--- ЗАДАНИЕ 1 ---
Ответьте по фрагменту документа:
(а) Что пообещал Рае военный, когда агитировал ее в разведку?
(б) Кем Раю определили работать в Германии?
(в) Во сколько лет Петр Семенович Герасимов остался без отца?
--- ЗАДАНИЕ 2 ---
По фрагменту документа объясните, почему Рая согласилась пойти в разведку.
--- ЗАДАНИЕ 3 ---
Напишите, что следует во фрагменте документа дальше, начиная после его последнего предложения.

--- ФРАГМЕНТ ДОКУМЕНТА ---

Марш-агент — это разновидность разведывательной работы. Самая примитивная, но зато и самая распространенная во всех войнах. Надо пробраться на территорию, занятую врагом, слушать, считать, запоминать и потом, перейдя фронт, доложить в разведотдел. Там суммируют все донесения агентов и дадут в оперативное управление предположения о намерениях противника. Каждое донесение в отдельности походило на дождевую каплю: упала одна — ничего нельзя сказать о предстоящей погоде, а если много «капель упадет на карту» да все они сойдутся с данными пехотной, авиационной, резидентской разведок, — прогноз будет более или менее точный…

Я все-таки разыскал Раю в базарной сутолоке, она работала в одном из ларьков, очень удивилась расспросам об участии в войне:

— Про войну ничего не могу рассказать, а про плен… лучше не вспоминать.

Я показал ей справку из военных архивов — список марш-агентов, направленных в тыл врага разведотделом одной из армий Калининского фронта. Там значилась и ее фамилия.

— A-а, было такое дело. Все это из-за одеяла. У нас семья была большая. Детей много, спали внакатку, а укрываться было нечем. Военный, который приходил к нам, это увидел и потом, агитируя меня в разведку, пообещал теплое ватное одеяло. Мне было жалко братишек и сестренок. И я сказала: «Давайте сразу — тогда пойду». Я принесла домой новое одеяло и назавтра ушла. Немцы нас задержали в первой же деревне. Ни о чем не допрашивали. Ни в чем не подозревали, им, видать, уже был дан приказ: брать всех девчат и отправлять в Германию. Вот и повезли нас в теплушках. Как скотину. Долго везли, уж не помню сколько. В Германии нас распределили, кого на фабрики, кого к бауэрам. Я попала свинаркой к одной злющей фрау. Била страшно, а кормила тем же, чем и своих свиней. За четыре года я состарилась, как за сорок. Для меня свиньи теперь лучше людей… Спала в хлеву и видела сны, как укрываю братишек и сестренок теплым одеялом».

Петр Семенович Герасимов, г. Мариуполь, Донецкая обл.:

«Как я стал человеком под номером?

В четырнадцать лет, в 39-м, остался без отца. Пришлось, чтобы помогать маме, бросить школу. Взяли рассыльным на металлургический завод им. Ильича в городе Мариуполе, потом по моей просьбе перевели разметчиком на листопрокатный стан. Там же приняли в комсомол.

Когда началась Великая Отечественная война, дважды просил Ильический райвоенкомат призвать меня в армию, но мне сказали: ты еще молод, работай, успеешь навоеваться.

--- ДАННЫЕ ---
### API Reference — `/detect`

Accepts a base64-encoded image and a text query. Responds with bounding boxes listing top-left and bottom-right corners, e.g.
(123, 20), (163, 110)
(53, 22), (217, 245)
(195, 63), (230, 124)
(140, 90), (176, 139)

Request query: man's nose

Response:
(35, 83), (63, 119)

--- ОТВЕТ 1 ---
(а) Теплое ватное одеяло.
(б) Свинаркой у одной фрау.
(в) В четырнадцать лет, в 39-м году.

--- ОТВЕТ 2 ---
Семья у нее была большая, дети спали внакатку, и укрываться им было нечем. Военный пообещал ей теплое ватное одеяло. Рае было жалко братишек и сестренок, поэтому она согласилась с условием получить одеяло сразу.

--- ОТВЕТ 3 ---
Однажды во время смены вдруг, как ветер, пронеслось по цехам, у проходных — немцы! Да, в Мариуполь танки фашистские ворвались внезапно. Растерявшись от неожиданности, разошлись кто куда… Жизнь в оккупации описывать не буду. Несколько раз уходил от облав, но в апреле 42-го попался».

Михаил Константинович Щаренский, г. Ростов-на-Дону:

«В 1942 году, когда фашисты ворвались вторично в Ростов, мне было 16 лет. Аресты, грабежи, массовые расстрелы. Моих родителей, как и других евреев, расстреляли в Змеевской балке, а меня долгое время прятали русские люди. Но все-таки попался я на глаза фашистам и отправили меня в Германию».

Варвара Власовна Яцук, г. Таганрог:

«В девичестве меня звали Варей Немерич. Мне не было еще 16 лет, когда немцы оккупировали мой родной Таганрог, где я родилась и училась. Не дали доучиться. В мае 1942 г. пришла повестка и в наш дом. Сначала моей старшей сестре, а вскоре и мне: отправляться в Германию.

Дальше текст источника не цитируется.